## Instructions to follow
Produce an exact copy of the lines from the line containing "of the caravan" through the last line of the listing below, both ends included, and nothing else.

>> start

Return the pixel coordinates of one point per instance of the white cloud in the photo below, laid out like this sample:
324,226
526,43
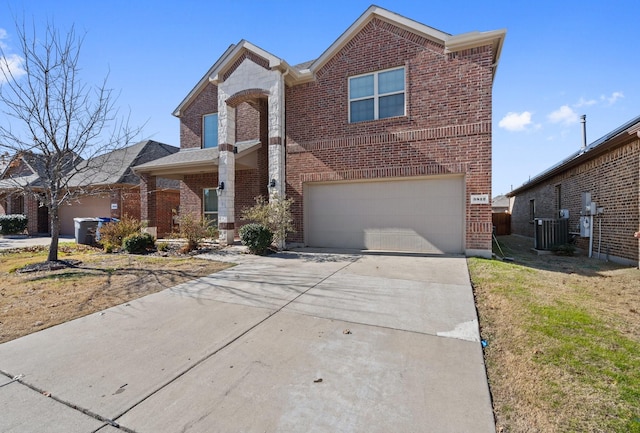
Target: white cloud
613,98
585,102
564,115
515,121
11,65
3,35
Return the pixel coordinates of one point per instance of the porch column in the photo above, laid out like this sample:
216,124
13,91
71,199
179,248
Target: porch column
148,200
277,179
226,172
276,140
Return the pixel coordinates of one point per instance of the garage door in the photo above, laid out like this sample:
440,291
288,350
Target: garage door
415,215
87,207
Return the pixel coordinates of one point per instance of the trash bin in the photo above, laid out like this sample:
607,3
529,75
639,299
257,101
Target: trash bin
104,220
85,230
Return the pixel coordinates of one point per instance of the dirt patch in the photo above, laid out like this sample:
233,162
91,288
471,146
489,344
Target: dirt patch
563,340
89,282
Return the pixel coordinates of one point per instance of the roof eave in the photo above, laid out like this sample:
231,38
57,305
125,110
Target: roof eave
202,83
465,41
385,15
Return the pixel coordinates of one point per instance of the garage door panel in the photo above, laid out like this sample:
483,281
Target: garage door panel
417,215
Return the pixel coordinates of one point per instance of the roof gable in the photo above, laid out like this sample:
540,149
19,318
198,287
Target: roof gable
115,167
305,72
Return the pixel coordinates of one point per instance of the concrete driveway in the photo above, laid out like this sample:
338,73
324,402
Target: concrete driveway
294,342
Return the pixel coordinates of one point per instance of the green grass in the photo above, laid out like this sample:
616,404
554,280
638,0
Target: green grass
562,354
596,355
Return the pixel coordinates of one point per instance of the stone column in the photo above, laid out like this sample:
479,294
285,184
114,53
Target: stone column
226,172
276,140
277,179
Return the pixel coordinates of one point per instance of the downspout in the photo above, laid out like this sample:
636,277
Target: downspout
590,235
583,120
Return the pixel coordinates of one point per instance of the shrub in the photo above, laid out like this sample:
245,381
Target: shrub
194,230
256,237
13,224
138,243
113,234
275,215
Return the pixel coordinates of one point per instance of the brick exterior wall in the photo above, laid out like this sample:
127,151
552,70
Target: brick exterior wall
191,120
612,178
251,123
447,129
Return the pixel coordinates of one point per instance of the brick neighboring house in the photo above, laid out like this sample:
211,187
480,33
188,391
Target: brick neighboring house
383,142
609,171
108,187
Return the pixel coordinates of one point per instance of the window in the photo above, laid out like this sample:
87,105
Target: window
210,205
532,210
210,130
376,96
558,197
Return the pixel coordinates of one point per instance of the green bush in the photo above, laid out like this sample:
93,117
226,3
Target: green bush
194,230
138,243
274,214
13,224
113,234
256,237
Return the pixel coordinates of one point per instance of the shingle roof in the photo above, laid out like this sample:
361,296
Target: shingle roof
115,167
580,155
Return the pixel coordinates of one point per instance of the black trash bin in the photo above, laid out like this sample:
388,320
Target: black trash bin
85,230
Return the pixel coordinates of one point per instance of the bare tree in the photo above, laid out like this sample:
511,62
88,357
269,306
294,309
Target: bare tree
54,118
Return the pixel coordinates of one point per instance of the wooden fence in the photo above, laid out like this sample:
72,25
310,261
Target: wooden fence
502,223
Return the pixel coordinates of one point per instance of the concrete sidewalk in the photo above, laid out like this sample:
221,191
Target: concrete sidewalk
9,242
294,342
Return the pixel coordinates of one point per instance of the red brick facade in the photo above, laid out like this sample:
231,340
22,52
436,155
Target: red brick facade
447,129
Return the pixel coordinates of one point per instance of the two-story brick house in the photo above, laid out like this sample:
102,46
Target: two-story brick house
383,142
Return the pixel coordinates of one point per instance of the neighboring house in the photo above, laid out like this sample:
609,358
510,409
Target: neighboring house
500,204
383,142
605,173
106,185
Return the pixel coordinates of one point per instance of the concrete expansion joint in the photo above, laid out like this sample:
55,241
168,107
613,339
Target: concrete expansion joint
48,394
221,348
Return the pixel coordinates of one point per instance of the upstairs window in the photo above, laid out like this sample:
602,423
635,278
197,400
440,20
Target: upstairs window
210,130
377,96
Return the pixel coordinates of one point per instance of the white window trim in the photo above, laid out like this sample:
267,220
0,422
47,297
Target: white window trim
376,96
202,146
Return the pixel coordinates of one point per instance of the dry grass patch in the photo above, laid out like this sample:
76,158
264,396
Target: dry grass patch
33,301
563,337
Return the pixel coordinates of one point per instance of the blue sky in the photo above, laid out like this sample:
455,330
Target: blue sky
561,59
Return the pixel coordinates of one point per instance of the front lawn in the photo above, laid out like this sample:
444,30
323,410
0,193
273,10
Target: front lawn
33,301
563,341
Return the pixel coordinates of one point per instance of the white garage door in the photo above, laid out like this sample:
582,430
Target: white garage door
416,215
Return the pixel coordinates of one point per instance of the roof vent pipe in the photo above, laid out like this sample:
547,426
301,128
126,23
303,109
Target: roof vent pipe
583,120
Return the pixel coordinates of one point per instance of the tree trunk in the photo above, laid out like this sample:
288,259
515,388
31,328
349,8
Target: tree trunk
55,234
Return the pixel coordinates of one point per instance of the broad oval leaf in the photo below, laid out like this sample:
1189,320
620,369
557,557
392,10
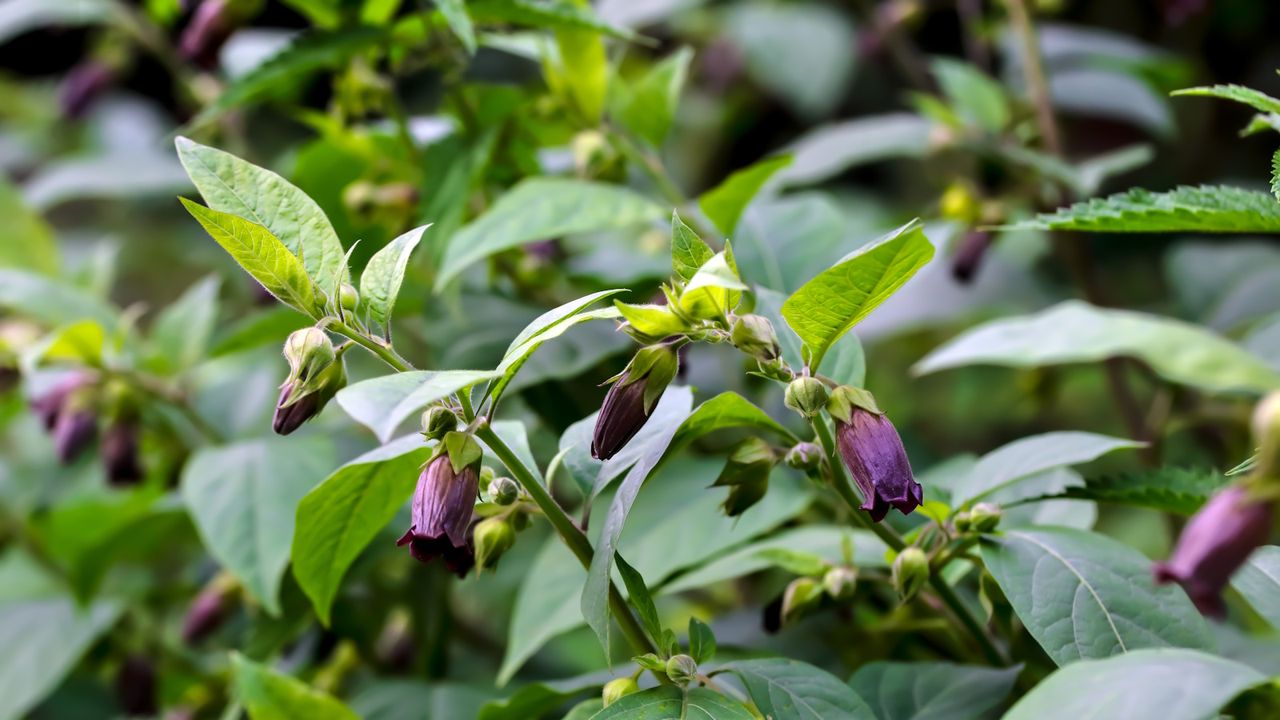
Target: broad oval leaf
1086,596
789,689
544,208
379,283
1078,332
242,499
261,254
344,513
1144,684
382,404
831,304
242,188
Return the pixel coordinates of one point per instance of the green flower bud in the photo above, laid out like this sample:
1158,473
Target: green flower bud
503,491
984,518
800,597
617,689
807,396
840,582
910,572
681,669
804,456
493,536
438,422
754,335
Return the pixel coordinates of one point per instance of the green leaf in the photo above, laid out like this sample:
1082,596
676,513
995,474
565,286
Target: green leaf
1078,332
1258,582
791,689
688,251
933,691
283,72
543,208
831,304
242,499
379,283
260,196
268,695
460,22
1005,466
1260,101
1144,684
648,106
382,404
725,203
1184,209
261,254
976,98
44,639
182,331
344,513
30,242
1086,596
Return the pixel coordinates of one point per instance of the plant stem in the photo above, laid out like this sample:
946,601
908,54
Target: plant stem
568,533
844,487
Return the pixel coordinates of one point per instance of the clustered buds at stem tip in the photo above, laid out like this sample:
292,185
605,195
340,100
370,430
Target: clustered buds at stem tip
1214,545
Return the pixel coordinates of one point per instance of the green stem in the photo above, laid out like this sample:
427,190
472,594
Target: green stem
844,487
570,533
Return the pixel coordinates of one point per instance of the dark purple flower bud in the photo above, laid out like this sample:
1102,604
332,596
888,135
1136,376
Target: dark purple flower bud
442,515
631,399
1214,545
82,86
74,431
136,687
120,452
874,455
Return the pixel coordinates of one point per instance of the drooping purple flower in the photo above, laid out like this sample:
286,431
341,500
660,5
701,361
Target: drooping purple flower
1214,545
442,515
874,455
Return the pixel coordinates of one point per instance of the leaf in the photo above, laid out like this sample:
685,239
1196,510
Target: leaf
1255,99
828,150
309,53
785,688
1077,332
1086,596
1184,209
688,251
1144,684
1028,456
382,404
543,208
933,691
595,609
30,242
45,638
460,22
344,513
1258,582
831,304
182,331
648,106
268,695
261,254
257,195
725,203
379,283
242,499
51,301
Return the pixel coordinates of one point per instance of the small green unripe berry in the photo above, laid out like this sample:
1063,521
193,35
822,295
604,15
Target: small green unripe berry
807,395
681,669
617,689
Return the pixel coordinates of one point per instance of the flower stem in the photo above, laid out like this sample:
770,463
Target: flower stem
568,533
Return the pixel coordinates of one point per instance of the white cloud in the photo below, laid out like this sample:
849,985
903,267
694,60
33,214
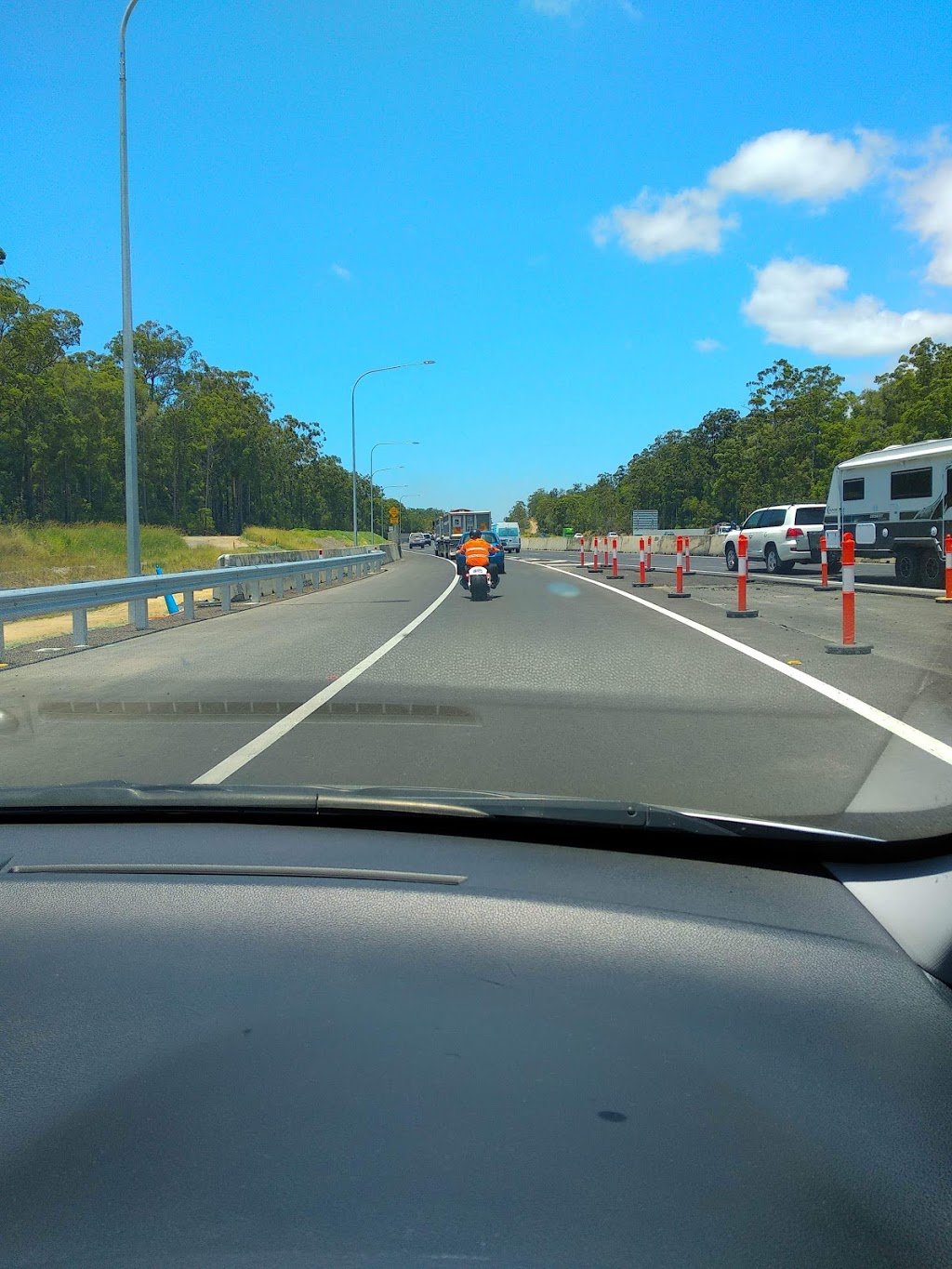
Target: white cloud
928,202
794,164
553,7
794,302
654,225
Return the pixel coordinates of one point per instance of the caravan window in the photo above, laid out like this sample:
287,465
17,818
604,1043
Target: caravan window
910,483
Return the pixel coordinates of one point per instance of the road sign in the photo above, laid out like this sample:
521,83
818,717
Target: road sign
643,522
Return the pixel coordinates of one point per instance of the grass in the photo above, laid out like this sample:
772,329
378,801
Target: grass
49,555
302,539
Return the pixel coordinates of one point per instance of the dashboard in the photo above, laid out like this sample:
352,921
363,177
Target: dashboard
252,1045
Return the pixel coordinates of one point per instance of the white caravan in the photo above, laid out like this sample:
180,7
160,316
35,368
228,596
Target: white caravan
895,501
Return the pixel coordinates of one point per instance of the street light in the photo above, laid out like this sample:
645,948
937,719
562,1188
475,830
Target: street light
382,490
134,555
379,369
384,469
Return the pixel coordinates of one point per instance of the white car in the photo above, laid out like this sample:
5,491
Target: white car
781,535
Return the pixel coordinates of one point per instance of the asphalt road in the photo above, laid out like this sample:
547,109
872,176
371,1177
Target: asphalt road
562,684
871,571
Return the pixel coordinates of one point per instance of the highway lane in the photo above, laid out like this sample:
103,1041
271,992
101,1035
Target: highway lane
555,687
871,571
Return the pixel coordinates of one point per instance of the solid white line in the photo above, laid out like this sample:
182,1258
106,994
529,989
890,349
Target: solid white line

>> end

## Task result
Return the pixel coordinates of one point per instance of the caravan window in the photo above, laid out like this sample:
287,465
17,818
604,1043
Target: caravan window
910,483
Return the pixel coordinates of one point per instance of the road sign in the photo above, laid out like this sample:
521,83
818,717
Target: road sign
643,522
Return the pixel coordinates of one point per instance of the grass in the photo above, laid out like this sample:
772,329
378,801
Target: grass
49,555
302,539
Return the pixel coordinates of one point per instance of the dashboard in the photo above, laid out like this sample:
352,921
363,177
Target: dashboard
252,1045
Return the pixel coordinates of one point per instance of the white caravan in the photo above, laid out like this sample:
180,7
160,316
35,368
228,596
Target: white caravan
895,501
Return the pixel coordinates of one point per instance of the street light in the photo above, laid out like this sample:
645,948
937,719
562,1188
475,830
Target: street light
382,490
134,555
379,369
384,469
Return the pixel coordinates of one point per instance of the white car in the photo above, laid out like this sample:
5,491
Target: white car
781,535
Return the pixel coordinates of one point per instance of the asphalt road in the photo above, laid out like this sample:
547,109
872,176
371,1177
Target: asphalt road
562,684
871,571
Return the pixel coordinates of one point per instance of the highway lane in the photo above, laid out like this sample:
103,1041
271,992
101,1035
Target: highway lane
555,687
871,571
Return the pixel coordinates of one point per instance of the solid white line in the photo above, laid out like this sample:
182,1258
106,994
529,989
890,349
Target: solid white line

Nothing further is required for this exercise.